**Listed entries**
--------------------------------
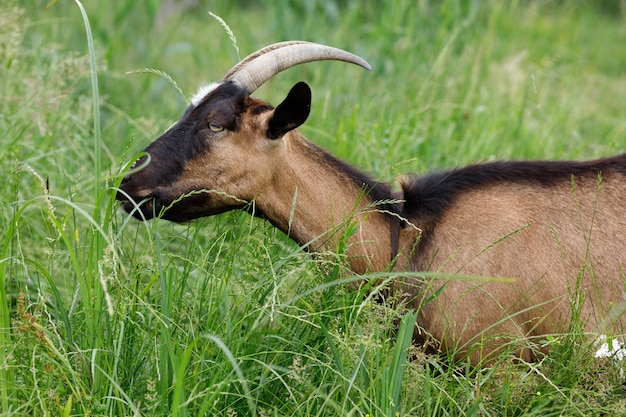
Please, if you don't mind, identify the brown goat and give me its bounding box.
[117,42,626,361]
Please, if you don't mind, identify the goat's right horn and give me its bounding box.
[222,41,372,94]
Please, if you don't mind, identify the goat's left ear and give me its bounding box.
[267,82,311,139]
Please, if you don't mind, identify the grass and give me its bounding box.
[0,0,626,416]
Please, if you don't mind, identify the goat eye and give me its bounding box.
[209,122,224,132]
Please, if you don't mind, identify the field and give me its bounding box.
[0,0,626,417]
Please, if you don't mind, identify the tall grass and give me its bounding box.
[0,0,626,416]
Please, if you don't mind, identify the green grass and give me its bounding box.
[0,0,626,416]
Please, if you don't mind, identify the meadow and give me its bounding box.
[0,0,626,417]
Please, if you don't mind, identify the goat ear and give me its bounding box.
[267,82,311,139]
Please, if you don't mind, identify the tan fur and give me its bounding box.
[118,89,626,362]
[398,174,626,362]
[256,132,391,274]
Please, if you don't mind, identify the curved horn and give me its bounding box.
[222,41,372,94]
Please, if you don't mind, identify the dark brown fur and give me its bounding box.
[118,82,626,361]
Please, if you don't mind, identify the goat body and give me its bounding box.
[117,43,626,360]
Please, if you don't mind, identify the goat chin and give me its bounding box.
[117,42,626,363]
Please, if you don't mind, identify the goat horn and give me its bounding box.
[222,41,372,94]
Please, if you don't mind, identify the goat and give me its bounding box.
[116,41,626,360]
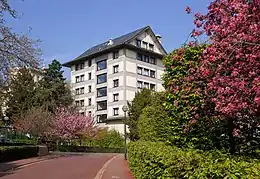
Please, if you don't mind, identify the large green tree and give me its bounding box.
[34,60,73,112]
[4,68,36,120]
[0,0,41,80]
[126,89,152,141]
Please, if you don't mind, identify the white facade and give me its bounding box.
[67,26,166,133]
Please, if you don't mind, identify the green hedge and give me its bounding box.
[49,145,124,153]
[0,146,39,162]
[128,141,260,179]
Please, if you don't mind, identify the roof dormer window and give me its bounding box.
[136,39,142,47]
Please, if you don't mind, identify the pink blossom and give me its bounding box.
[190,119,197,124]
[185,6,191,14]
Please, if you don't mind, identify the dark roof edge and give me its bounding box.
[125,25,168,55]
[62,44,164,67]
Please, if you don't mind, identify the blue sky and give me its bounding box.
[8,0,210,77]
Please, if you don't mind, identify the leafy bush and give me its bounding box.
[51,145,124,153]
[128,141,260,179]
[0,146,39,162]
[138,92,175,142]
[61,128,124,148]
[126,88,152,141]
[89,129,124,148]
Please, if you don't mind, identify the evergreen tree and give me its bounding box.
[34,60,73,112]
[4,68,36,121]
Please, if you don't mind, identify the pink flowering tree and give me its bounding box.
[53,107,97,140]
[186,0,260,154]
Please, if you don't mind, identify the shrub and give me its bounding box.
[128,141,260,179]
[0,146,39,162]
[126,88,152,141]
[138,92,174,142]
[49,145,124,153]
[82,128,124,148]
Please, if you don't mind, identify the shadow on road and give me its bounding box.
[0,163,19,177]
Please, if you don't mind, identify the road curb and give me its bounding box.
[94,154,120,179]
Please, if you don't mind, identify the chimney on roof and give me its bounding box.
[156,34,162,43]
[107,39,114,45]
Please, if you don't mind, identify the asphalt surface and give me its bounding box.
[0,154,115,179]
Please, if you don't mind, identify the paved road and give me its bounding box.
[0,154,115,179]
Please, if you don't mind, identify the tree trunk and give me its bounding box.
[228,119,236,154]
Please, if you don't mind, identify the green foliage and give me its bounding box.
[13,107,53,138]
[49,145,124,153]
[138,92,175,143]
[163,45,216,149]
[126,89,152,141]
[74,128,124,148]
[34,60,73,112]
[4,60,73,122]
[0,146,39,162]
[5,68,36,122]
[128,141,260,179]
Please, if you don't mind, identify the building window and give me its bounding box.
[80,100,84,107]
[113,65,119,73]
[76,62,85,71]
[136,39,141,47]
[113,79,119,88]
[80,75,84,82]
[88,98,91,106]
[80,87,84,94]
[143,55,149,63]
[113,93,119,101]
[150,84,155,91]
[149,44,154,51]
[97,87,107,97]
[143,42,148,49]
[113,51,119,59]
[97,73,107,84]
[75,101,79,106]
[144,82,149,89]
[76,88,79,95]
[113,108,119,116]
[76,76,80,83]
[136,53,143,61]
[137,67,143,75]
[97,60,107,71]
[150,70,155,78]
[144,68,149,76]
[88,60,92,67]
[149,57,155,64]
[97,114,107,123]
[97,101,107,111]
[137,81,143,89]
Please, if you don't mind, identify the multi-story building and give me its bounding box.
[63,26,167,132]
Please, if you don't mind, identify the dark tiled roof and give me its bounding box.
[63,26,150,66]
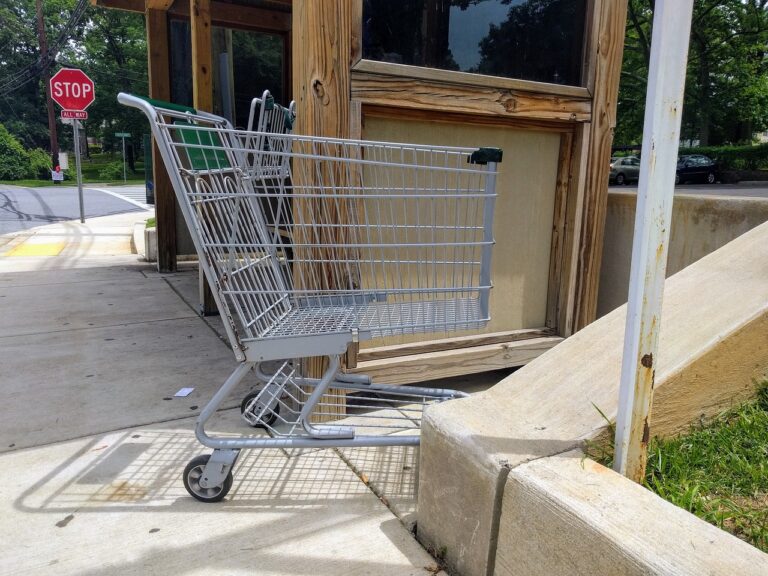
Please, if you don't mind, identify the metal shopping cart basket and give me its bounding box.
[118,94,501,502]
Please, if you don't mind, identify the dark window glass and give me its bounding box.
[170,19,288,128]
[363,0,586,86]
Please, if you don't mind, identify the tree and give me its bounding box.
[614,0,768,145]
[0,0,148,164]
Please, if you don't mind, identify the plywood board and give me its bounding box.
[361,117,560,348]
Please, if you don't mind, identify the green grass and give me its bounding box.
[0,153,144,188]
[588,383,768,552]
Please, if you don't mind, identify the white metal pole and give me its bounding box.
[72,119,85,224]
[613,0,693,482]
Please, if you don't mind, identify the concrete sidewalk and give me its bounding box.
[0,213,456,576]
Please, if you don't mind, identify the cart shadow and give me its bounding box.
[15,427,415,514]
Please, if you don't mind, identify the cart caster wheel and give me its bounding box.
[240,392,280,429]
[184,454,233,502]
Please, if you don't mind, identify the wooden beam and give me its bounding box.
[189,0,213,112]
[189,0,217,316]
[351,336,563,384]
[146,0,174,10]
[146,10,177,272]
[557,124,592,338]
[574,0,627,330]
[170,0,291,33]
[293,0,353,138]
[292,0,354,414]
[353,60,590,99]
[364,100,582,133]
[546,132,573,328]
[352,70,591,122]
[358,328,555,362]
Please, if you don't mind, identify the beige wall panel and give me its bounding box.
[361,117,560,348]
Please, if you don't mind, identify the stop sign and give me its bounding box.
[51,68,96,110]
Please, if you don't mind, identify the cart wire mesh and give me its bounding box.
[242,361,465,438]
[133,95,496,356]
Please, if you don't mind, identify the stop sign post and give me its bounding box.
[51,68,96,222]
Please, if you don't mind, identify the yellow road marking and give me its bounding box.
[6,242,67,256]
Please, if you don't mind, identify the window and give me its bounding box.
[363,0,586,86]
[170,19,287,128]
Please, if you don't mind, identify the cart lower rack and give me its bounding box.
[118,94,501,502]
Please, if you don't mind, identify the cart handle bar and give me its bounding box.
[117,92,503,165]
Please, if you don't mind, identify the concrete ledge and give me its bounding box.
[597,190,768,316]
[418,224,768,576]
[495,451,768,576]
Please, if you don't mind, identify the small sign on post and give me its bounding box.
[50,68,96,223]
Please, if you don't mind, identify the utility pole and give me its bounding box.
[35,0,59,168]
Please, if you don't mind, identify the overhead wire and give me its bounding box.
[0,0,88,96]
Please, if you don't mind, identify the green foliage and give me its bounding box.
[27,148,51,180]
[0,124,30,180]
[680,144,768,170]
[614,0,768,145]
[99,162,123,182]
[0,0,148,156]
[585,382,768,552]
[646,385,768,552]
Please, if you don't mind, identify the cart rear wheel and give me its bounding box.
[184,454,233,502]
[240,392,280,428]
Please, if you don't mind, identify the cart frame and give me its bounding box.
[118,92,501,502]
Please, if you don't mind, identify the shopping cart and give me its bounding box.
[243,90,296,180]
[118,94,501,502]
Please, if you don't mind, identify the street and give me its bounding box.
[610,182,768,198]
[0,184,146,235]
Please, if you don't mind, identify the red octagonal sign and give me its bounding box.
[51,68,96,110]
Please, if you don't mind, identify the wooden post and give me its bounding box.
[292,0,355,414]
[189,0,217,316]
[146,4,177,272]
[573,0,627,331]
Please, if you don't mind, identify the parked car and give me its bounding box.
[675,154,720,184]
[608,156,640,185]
--------------------------------
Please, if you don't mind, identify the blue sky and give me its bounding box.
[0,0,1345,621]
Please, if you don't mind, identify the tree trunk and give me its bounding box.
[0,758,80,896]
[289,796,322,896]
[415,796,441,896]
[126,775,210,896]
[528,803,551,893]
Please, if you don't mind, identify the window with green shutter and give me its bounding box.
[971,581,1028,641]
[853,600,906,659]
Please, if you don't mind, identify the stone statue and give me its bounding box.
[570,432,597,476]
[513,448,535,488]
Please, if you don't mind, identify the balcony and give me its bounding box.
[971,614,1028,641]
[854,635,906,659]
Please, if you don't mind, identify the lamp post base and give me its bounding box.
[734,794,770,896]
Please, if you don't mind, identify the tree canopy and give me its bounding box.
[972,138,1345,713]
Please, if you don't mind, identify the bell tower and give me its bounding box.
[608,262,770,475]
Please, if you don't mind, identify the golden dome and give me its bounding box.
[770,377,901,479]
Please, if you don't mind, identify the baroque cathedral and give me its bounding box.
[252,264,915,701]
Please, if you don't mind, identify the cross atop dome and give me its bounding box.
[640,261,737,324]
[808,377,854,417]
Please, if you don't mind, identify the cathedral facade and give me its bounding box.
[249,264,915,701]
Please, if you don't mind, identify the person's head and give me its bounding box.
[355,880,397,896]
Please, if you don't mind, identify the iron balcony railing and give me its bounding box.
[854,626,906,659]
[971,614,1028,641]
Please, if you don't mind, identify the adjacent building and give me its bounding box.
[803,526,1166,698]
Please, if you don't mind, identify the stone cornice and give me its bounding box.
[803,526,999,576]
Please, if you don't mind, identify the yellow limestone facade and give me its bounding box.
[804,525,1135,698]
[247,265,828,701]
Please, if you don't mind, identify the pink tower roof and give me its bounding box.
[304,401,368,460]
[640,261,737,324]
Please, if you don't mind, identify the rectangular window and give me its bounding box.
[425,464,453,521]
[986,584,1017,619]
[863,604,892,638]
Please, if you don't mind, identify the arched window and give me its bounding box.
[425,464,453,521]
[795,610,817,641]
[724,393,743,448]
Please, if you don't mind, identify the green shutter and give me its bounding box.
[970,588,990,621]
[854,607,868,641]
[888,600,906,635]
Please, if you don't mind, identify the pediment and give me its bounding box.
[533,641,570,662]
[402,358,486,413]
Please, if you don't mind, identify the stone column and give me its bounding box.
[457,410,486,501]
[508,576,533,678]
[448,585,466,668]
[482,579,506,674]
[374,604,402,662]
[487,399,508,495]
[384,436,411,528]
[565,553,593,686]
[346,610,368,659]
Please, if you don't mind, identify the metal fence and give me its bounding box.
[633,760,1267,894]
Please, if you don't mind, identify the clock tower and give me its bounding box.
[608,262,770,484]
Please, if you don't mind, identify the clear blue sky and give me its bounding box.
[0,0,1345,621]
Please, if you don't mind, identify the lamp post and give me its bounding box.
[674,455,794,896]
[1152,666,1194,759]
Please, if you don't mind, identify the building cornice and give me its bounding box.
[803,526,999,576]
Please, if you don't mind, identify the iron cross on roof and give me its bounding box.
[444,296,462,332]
--------------------------------
**What the task asks**
Return, unchanged, the lines of the records starting at the line that contains "Please, if you don't mind, identify the goat eye" and ending at the line that contains "[117,42,626,363]", including both of those lines.

**Answer**
Please, if you don't mind, identify the goat eye and give me its bounding box.
[209,122,224,132]
Please, if you don't mind, identify the field and give me its bounding box.
[0,0,626,417]
Please, if you don't mind, identify the tall grass and give me its bounding box.
[0,0,626,416]
Please, if you don't mind, identify the green grass and give me its bounding box.
[0,0,626,416]
Please, if you don't mind, identify the meadow and give me its bounding box.
[0,0,626,417]
Please, if you don't mind, identify the goat ear and give me its bounding box.
[267,82,311,139]
Please, if you don't mind, identify the tan fur and give me its bounding box.
[118,89,626,362]
[398,174,626,362]
[256,132,391,274]
Please, if you don't mind, identify the curved horn and give me its bounding box.
[222,41,372,94]
Please, if you don't mind, identify the dark brown fur and give me its bounding box.
[118,82,626,361]
Please, if you don't mind, identify the goat body and give me its bounding box.
[117,43,626,360]
Please, if you don't mind, identify the goat chin and give me its bounding box.
[117,42,626,363]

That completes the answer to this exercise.